### Vorliegende Zeilen
+---+

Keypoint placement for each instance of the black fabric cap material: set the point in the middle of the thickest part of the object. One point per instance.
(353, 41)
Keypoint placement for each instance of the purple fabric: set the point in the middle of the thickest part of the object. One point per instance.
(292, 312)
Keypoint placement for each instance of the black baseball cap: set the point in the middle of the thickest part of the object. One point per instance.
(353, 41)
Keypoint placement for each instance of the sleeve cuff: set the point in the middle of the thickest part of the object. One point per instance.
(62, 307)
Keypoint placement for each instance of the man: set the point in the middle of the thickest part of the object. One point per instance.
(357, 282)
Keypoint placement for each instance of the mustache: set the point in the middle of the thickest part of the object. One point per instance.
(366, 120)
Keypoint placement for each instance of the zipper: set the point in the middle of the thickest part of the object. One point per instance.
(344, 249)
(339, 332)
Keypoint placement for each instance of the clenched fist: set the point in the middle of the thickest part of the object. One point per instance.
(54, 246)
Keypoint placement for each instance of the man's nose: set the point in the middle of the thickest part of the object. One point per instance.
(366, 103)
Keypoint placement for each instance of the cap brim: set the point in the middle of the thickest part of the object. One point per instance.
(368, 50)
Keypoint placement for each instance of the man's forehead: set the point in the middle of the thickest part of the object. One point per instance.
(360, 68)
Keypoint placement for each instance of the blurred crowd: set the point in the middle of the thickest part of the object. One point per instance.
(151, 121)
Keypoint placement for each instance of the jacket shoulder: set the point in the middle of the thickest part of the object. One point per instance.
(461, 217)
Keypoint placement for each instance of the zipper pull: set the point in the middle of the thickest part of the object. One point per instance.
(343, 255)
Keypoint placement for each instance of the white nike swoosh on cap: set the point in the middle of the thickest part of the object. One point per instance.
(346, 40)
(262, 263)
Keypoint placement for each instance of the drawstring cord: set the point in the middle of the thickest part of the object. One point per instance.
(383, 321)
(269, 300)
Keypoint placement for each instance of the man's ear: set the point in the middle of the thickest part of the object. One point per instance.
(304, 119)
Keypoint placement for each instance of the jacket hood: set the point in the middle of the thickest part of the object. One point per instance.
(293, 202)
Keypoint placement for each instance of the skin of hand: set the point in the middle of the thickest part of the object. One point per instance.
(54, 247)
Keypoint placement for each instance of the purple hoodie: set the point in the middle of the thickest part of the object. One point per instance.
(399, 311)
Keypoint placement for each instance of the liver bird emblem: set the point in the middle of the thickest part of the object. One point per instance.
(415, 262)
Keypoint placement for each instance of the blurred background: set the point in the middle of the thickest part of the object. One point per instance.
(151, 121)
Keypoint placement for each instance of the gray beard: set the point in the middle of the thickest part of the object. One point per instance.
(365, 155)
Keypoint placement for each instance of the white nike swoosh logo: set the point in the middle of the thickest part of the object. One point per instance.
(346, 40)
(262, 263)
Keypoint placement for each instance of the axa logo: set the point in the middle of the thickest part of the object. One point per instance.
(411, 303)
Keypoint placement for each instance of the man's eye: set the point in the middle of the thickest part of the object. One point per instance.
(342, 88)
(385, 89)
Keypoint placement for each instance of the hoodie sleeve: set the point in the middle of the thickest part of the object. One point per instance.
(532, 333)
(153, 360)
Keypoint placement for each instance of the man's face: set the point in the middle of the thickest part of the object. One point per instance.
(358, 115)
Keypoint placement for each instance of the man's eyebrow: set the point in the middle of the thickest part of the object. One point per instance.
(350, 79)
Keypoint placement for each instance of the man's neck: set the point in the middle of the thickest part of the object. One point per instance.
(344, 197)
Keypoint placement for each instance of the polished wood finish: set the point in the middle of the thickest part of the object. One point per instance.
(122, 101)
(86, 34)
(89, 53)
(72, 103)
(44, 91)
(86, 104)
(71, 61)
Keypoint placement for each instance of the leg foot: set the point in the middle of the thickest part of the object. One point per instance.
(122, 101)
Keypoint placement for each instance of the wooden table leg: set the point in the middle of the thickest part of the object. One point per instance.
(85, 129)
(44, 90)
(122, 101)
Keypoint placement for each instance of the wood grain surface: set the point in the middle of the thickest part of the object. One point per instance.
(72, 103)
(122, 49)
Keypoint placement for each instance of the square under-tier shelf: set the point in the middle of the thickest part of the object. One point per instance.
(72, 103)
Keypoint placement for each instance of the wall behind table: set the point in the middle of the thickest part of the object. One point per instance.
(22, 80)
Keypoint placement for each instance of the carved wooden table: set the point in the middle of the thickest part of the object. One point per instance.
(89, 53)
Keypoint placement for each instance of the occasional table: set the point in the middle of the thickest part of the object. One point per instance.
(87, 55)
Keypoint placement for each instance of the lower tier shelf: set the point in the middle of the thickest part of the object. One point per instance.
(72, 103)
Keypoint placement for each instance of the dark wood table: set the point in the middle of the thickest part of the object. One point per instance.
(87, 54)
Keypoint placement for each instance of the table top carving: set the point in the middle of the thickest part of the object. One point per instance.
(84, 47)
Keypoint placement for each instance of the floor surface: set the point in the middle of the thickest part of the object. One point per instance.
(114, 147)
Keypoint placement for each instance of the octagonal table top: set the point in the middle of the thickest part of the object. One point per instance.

+---+

### Aufgabenstellung
Geben Sie sämtliche obenstehenden Zeilen wortgetreu wieder.

### Schriftliche Antwort
Keypoint placement for each instance of the black fabric cap material: set the point in the middle of the thickest part of the object. One point per instance.
(353, 41)
Keypoint placement for each instance of the purple fabric: set the point in the middle of the thickest part of the object. One point per instance.
(292, 312)
Keypoint placement for each instance of the black baseball cap: set the point in the middle of the thickest part of the object. One point per instance.
(353, 41)
Keypoint placement for each instance of the sleeve cuff: set the point in the middle of the thickest part of the object. One point per instance.
(62, 307)
Keypoint placement for each instance of the man: set the point in the middle of the thickest part of the object. One point per instance.
(357, 282)
Keypoint placement for each instance of the mustache: set the point in the middle of the thickest part of the object. One point per instance.
(366, 120)
Keypoint placement for each instance of the zipper: set the point in the middle of the thickest part of the object. One point per instance.
(344, 249)
(339, 332)
Keypoint placement for each instance of the clenched fist: set the point in the middle of the thickest part of the object. One point per instance.
(54, 246)
Keypoint placement for each instance of the man's nose: set the point in the middle of the thickest part of the object. One point per instance.
(366, 103)
Keypoint placement for each instance of the cap brim: set the point in the middle of the thickest part of the object. One point per instance.
(368, 50)
Keypoint placement for each instance of the man's forehead: set the point in the middle of the thickest part of the object. One point per instance.
(360, 68)
Keypoint placement for each instance of the blurred crowd: set the point in the middle of the thickest part of the object. One point per instance.
(151, 121)
Keypoint placement for each instance of the jacket shoulder: set the point in the middle of the thickest part of the object. One point per instance.
(461, 217)
Keypoint placement for each instance of the zipper pull: set the point in the middle of the thickest part of the object. One point per instance.
(343, 255)
Keypoint placement for each instance of the white nike swoosh on cap: set the point in the middle of the thickest part of the object. One point per instance.
(346, 40)
(262, 263)
Keypoint placement for each instance of the drawstring cord: set the point in the middle of the thickest part of the object. One point per instance.
(383, 321)
(269, 300)
Keypoint placement for each instance of the man's ear: set the point in the middle of the thickest part of the object. One point per instance.
(304, 119)
Keypoint placement for each instance of the jacket hood: set the point in the middle of the thickest part of the object. One point per instance.
(293, 202)
Keypoint placement for each instance of the skin of hand: set the point in the middle of the thickest part of the object. One point per instance.
(54, 247)
Keypoint placement for each instance of the purple hoodie: set the point in the middle of the thickest part of the object. One point per instance.
(399, 311)
Keypoint placement for each instance of the liver bird emblem: set the point in the middle of the thickest part of the object. One point per instance.
(415, 262)
Keypoint placement for each instance of the blurred background: set the point in the middle of the thickest part of the object. One point per instance.
(151, 121)
Keypoint placement for each instance of the gray beard: set the point in the middle of the thickest part of the object. One point per instance.
(365, 155)
Keypoint placement for each instance of the white nike swoosh logo: set the point in the middle of the thickest part of the object. One point per instance.
(346, 40)
(262, 263)
Keypoint placement for each instance of the axa logo: set the point in the middle of the thickest part of the object. One point per instance.
(411, 303)
Keypoint placement for each instance of the man's eye: set the point in the middle of the thickest part of the object. One point per instance.
(342, 88)
(385, 89)
Keypoint placement for each instance of the hoodie sleeve: set the point in the middle of the thickest part of the object. One point per instance.
(532, 333)
(153, 360)
Keypoint placement for each instance of the man's face: set the point in the middle of the thickest part of the object. One point per instance.
(358, 115)
Keypoint placement for each instance of the man's eyebrow: set the point in the middle of the thickest part of the object. One point per instance.
(350, 79)
Keypoint placement for each instance of the man's neck: set the point in the middle of the thickest part of the object. One point per instance.
(344, 197)
Keypoint placement for each instance of the polished wood finish: set the point in the middle of the thickest part of the object. One point per instance.
(122, 101)
(86, 34)
(89, 53)
(72, 103)
(44, 91)
(86, 104)
(71, 61)
Keypoint placement for each instance of the leg foot: set the point in the middle of the thickest part of the object. One point per instance.
(122, 101)
Keypoint placement for each instance of the wooden table leg: set the point in the middle of the thickest part of the object. One point per instance.
(85, 129)
(44, 90)
(122, 101)
Keypoint placement for each instance of the wood grain surface: set the point in the middle of the thickest part of the object. One point per instance.
(72, 103)
(122, 49)
Keypoint placement for each instance of the square under-tier shelf: set the point in the middle of the thickest part of the object. One point per instance.
(72, 103)
Keypoint placement for each instance of the wall behind table: set the point in the middle of the thickest part of the object. One point per instance.
(22, 80)
Keypoint placement for each instance of the carved wooden table: set the point in the middle of the thickest part of the object. One point per instance.
(89, 53)
Keypoint placement for each instance of the occasional table: set the point in the middle of the thickest part of the object. One point per instance.
(87, 55)
Keypoint placement for each instance of the lower tier shelf: set the point in the middle of the thickest part of the object. One point per instance.
(72, 103)
Keypoint placement for each instance of the dark wood table: set the point in the middle of the thickest part of the object. One point per instance.
(87, 54)
Keypoint placement for each instance of the table top carving: set the point in the middle of the thickest part of the object. One point per instance.
(84, 47)
Keypoint placement for each instance of the floor surface: set the point in the middle of the thickest part of the object. One point per instance.
(114, 147)
Keypoint placement for each instance of the octagonal table top: set the point in the middle of the thickest part of the object. One point per instance.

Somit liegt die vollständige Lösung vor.